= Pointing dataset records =
-- START --
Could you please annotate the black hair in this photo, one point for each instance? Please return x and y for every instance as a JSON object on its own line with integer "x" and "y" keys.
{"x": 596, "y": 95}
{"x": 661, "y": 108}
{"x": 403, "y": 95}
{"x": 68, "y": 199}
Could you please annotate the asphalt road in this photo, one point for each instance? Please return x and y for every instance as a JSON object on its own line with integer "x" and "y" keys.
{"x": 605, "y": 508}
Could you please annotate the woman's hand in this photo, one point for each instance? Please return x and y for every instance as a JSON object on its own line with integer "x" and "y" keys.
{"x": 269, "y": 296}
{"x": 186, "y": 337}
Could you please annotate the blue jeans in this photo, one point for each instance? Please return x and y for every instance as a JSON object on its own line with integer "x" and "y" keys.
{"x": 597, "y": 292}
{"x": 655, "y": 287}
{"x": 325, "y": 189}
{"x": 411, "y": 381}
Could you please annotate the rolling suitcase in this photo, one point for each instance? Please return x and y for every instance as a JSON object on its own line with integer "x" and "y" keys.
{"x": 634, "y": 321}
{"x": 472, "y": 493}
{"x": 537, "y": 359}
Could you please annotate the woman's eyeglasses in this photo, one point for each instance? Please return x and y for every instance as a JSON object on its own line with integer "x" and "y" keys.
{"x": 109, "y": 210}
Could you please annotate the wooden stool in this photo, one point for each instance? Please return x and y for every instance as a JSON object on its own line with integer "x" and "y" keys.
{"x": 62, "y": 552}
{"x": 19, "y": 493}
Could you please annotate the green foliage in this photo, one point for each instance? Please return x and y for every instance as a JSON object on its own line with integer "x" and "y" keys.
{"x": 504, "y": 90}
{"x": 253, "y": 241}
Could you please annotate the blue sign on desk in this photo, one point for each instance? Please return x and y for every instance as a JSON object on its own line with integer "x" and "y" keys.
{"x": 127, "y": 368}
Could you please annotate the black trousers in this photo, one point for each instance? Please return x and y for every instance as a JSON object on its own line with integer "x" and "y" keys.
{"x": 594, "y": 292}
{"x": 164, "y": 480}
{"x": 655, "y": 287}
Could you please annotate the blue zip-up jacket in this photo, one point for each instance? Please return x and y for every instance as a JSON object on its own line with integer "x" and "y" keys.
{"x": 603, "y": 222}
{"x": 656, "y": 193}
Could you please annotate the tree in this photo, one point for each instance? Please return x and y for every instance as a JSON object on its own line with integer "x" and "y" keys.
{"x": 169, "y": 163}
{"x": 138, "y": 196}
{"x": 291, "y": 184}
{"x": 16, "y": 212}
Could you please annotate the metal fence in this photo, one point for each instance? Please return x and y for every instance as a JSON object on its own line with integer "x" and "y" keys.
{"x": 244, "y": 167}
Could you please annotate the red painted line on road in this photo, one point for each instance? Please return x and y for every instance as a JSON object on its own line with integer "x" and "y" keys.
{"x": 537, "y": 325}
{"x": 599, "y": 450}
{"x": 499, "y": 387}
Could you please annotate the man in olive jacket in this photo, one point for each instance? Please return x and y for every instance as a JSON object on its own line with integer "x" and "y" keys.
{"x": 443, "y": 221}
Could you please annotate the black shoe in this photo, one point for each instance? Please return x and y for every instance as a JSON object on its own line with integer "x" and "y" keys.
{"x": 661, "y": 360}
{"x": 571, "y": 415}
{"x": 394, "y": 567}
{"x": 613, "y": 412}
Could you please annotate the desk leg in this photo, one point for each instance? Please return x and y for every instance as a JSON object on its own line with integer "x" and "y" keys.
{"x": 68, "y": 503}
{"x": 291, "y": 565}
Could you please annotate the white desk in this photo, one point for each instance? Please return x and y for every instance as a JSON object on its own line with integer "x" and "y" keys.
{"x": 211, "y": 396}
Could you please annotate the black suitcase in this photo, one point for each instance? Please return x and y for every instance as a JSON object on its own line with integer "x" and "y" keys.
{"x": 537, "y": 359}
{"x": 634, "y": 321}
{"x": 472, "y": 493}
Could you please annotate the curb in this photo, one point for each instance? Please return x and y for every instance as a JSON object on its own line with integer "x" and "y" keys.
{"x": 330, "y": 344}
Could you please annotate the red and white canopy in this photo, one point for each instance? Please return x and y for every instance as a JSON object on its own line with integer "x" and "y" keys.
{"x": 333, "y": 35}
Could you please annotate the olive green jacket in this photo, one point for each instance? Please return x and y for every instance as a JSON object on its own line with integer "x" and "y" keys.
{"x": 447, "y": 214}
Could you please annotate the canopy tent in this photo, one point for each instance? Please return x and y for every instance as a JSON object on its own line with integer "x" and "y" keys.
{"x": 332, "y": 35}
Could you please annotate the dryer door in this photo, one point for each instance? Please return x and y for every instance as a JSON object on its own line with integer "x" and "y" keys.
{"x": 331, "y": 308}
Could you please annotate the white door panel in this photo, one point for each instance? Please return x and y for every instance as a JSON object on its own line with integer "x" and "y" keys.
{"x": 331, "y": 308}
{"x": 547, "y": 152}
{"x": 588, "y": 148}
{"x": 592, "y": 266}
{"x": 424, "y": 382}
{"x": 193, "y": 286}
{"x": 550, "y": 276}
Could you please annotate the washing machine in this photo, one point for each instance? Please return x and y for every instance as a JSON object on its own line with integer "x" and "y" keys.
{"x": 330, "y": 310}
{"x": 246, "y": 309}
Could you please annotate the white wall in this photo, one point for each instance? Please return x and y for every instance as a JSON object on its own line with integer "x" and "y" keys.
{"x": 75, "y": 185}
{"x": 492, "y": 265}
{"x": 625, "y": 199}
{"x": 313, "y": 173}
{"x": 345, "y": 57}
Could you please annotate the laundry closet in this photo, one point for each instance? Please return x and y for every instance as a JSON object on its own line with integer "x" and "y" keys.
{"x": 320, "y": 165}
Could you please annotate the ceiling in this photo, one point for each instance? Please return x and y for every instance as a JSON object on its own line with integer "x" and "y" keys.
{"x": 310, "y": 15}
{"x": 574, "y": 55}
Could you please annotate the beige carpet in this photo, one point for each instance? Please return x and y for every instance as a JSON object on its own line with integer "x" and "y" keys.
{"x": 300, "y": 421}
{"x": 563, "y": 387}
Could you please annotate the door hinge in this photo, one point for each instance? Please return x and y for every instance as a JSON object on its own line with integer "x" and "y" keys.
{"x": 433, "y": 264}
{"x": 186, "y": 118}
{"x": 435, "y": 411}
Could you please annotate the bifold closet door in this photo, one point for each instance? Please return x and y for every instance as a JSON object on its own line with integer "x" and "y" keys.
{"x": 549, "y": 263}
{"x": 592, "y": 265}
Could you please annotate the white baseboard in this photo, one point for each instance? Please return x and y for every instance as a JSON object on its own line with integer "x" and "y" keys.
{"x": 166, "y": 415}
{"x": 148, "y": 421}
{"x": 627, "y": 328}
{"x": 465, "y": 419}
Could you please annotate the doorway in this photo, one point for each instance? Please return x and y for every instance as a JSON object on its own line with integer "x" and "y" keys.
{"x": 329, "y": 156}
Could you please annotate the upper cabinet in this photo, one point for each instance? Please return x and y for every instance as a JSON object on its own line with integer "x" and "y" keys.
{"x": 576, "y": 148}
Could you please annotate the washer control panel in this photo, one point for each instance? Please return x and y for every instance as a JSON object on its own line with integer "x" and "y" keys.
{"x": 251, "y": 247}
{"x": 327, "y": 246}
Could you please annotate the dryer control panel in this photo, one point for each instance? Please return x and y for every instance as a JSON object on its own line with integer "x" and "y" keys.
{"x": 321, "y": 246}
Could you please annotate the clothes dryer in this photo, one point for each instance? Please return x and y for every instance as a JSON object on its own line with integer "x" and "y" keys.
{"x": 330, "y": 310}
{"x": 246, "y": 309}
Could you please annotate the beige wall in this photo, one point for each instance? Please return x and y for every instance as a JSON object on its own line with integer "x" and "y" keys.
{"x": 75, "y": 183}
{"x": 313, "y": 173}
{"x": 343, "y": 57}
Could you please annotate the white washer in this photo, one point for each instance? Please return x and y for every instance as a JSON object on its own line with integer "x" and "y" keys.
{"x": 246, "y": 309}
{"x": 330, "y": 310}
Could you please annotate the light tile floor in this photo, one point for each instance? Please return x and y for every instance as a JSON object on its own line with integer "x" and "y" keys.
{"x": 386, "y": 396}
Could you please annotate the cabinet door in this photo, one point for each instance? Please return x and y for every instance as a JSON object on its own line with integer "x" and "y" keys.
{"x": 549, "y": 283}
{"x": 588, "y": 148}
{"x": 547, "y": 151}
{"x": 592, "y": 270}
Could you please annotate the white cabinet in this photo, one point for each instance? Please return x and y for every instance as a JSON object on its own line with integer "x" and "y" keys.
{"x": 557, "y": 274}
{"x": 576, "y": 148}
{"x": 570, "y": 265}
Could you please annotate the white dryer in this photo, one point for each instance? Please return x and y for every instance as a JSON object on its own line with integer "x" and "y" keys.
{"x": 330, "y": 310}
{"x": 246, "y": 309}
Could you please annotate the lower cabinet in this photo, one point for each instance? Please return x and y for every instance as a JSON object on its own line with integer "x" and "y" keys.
-- END --
= Set exercise =
Exactly as written, give the line containing "Could you please annotate the cabinet" and all remaining lines of the records.

= The completed task =
Could you please annotate the cabinet door in this photo, one point for each instance? Please return x and y for every instance as a JSON object on its own line with integer "x" and "y" keys.
{"x": 549, "y": 283}
{"x": 588, "y": 148}
{"x": 547, "y": 151}
{"x": 592, "y": 270}
Could you please annotate the white cabinet in this photo, one point for each instance? Please return x and y for every instance as a JSON object on its own line with integer "x" and "y" keys.
{"x": 557, "y": 274}
{"x": 576, "y": 148}
{"x": 570, "y": 265}
Could you please annotate the white dryer in this photo, one point for each instance? Please return x and y for every instance as a JSON object on its own line with integer "x" and "y" keys.
{"x": 330, "y": 310}
{"x": 246, "y": 309}
Could you please annotate the lower cabinet in this photo, one point for each instance? Please return x and y for every instance as a JSON object on its own line with integer "x" and "y" keys.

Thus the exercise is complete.